— Given request —
Arrange the material below, from the line containing "Flag the tow truck headlight" through the line containing "[[938, 215, 964, 272], [421, 247, 628, 338]]", as a two-column CSV with the header instruction,response and one row per instruction-and-response pair. Put each value in a single quoted field, with any line breaks replaced by spaces.

— Records to use —

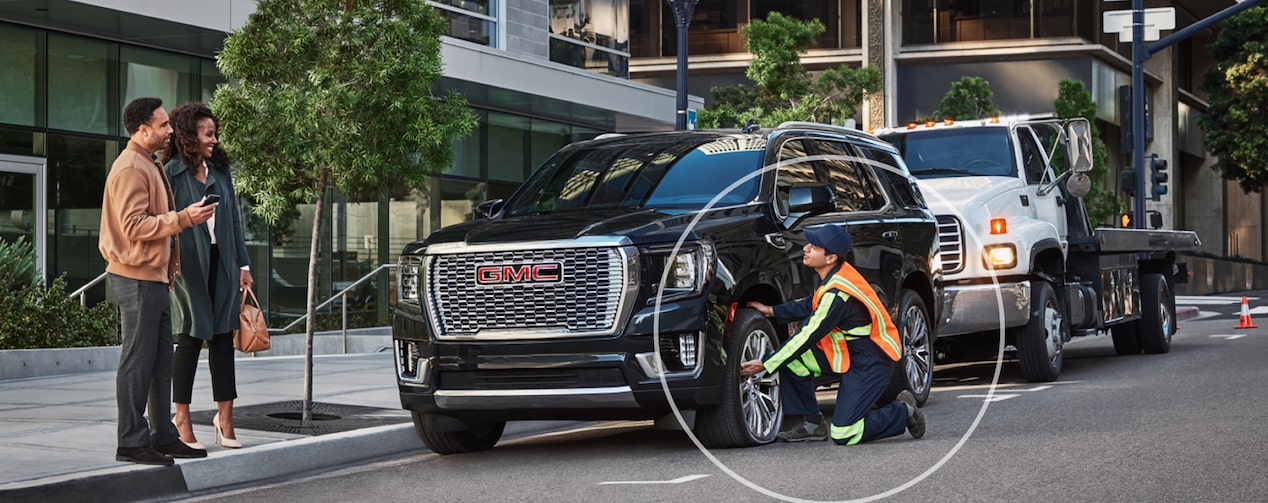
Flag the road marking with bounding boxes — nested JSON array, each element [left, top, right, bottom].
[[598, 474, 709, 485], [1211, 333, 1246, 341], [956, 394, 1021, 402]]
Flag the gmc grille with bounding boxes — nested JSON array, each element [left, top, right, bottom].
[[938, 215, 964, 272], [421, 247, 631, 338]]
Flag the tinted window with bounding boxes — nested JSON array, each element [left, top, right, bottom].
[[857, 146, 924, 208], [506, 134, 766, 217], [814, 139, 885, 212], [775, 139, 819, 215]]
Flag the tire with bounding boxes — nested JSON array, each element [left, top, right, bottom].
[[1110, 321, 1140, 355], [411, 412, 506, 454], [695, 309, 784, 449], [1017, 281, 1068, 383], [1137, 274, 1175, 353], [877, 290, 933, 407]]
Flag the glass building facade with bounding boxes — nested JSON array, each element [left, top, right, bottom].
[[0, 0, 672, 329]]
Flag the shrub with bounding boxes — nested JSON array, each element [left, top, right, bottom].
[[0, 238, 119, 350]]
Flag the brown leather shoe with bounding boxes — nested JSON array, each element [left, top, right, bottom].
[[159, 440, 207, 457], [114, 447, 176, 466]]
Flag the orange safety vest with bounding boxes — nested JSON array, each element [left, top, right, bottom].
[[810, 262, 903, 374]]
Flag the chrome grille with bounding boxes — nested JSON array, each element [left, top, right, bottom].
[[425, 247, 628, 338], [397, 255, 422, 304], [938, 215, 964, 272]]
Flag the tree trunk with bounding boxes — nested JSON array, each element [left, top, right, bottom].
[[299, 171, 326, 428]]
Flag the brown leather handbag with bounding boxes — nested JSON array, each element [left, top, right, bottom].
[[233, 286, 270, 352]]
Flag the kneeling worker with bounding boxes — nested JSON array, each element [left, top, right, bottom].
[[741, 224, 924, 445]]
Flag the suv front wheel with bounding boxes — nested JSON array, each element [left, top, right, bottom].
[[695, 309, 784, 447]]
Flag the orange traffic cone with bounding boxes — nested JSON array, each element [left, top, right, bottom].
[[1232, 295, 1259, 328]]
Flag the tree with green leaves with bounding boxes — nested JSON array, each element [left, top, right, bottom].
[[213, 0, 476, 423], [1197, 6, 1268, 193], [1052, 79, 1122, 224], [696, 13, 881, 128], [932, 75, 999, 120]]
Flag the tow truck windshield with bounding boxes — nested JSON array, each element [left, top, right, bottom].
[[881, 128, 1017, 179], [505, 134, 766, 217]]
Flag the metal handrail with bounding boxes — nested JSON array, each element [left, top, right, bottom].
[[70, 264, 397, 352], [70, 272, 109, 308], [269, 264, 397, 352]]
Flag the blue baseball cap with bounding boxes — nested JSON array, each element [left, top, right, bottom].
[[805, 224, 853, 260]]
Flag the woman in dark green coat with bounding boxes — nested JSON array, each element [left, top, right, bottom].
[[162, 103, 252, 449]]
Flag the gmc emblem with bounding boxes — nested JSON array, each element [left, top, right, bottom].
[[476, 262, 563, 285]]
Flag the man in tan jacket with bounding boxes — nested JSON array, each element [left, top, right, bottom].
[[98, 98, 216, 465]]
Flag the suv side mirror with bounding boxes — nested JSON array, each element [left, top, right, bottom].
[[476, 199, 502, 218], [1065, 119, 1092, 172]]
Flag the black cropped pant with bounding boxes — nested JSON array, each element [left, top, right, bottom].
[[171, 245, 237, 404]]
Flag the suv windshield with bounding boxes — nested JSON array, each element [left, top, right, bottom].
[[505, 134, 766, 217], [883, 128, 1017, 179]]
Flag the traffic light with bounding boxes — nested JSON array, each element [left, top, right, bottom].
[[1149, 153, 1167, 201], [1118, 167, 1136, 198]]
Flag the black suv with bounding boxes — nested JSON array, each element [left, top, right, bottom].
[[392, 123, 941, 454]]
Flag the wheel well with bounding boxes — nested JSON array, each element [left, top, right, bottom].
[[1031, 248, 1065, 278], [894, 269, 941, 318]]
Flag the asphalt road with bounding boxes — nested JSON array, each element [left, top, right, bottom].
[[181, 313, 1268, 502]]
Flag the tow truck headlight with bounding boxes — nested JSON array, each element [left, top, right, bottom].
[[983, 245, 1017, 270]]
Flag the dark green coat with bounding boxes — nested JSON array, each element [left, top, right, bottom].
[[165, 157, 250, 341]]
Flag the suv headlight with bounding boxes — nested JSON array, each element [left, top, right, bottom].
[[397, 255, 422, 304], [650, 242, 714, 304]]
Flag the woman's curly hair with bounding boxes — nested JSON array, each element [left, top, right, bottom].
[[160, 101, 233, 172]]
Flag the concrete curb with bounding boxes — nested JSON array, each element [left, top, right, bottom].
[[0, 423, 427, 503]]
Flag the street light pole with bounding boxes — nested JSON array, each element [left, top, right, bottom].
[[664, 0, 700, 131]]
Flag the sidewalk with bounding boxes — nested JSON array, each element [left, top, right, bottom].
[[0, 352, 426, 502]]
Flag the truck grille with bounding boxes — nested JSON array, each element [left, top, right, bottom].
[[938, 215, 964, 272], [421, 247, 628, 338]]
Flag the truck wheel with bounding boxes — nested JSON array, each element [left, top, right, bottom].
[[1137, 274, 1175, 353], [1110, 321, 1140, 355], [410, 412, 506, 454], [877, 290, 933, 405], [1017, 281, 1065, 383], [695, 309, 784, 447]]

...

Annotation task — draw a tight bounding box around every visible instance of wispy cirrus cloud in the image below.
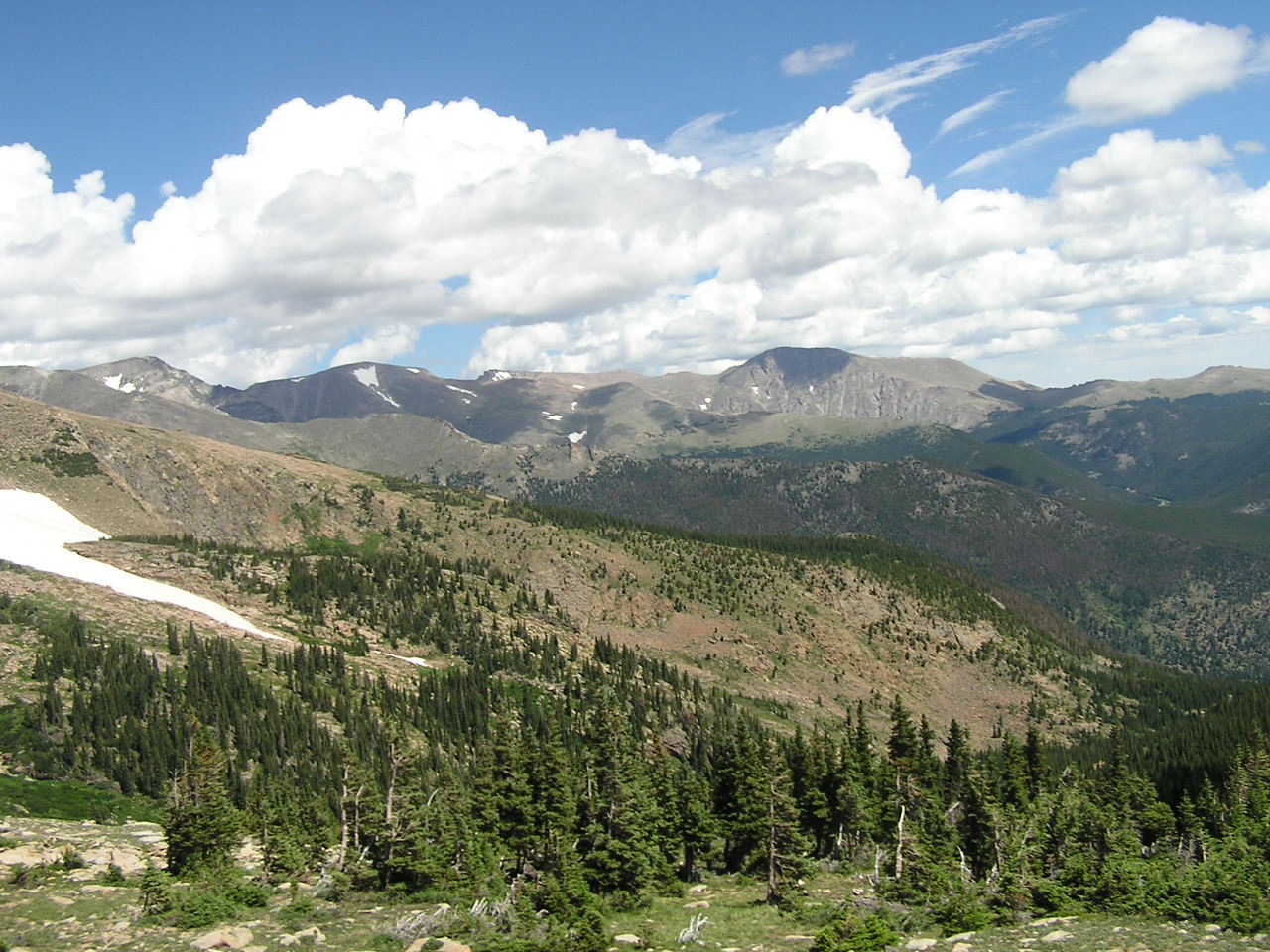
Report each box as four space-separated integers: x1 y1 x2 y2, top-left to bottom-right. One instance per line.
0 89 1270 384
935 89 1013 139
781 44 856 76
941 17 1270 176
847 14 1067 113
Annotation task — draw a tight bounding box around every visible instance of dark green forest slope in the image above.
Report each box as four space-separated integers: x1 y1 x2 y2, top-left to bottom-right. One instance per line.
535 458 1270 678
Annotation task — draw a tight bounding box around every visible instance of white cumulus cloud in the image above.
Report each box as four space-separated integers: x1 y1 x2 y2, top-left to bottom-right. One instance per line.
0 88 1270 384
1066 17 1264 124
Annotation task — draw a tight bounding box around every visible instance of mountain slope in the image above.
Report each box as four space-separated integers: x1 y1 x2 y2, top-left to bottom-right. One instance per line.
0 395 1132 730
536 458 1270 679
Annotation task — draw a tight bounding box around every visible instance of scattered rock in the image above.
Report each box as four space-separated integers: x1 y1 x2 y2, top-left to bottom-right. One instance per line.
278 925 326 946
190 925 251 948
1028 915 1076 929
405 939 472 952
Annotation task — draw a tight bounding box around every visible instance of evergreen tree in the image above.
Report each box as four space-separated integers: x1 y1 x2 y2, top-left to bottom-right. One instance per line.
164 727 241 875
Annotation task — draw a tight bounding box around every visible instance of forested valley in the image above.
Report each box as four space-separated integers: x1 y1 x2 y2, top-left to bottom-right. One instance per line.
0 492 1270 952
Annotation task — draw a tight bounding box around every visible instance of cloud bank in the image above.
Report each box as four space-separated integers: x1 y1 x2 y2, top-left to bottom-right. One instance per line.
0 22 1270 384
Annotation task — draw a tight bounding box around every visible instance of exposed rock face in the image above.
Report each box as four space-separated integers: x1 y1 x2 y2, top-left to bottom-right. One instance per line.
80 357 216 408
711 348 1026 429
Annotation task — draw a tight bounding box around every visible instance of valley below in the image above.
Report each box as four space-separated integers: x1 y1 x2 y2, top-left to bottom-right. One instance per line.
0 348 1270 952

— Answer to the exercise —
instruction,response
"Flag the tow truck headlight with bounding boxes — nested JSON array, each element [left, top, right, bottom].","[[983, 245, 1017, 270]]"
"Flag the dark green coat with bounding boxes — nested JSON array, each element [left, top, right, bottom].","[[165, 157, 250, 341]]"
"Flag the suv headlight with bounding boxes — nested JSON array, each element [left, top, right, bottom].","[[397, 255, 422, 304], [650, 242, 714, 304]]"
"Flag the woman's curly hair with bounding boxes — nested JSON array, each element [left, top, right, bottom].","[[160, 101, 233, 172]]"
"Flag the concrete curb with bounding boxes — nested JSON array, each element [left, top, right, bottom].","[[0, 423, 427, 503]]"
"Flag the street light pole with bounding boxes — nested JSON array, each element [left, top, right, bottom].","[[664, 0, 700, 131]]"
"Flag the sidewalk with bounding boxes — nested JSON array, each element [left, top, right, bottom].","[[0, 352, 426, 502]]"
"Flag the truck grille with bounding boxes — nested JSON array, each element [left, top, right, bottom].","[[938, 215, 964, 272], [421, 247, 628, 338]]"